Rewrite the records below with every "still water surface" changed to "calm water surface" and everything else left as it is. Leave the pictures out of your version.
^^^^
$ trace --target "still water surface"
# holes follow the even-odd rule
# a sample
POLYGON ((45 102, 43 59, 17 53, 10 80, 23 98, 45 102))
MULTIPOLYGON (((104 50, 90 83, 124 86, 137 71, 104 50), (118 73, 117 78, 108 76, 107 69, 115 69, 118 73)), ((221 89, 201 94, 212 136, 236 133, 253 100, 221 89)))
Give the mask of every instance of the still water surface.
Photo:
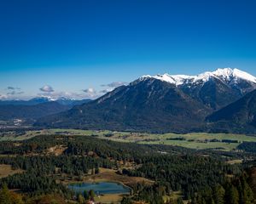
^^^^
_The output_
$ trace --target "calm water surface"
# holes follow the even-odd rule
# a sample
POLYGON ((45 102, 43 59, 17 53, 10 80, 23 98, 45 102))
MULTIPOLYGON (((104 50, 90 83, 124 86, 137 71, 104 50), (118 73, 117 78, 108 76, 107 69, 115 69, 118 73)), ((221 89, 201 94, 212 136, 236 133, 253 100, 221 89)))
Give the mask of every instance of the calm water surface.
Photo:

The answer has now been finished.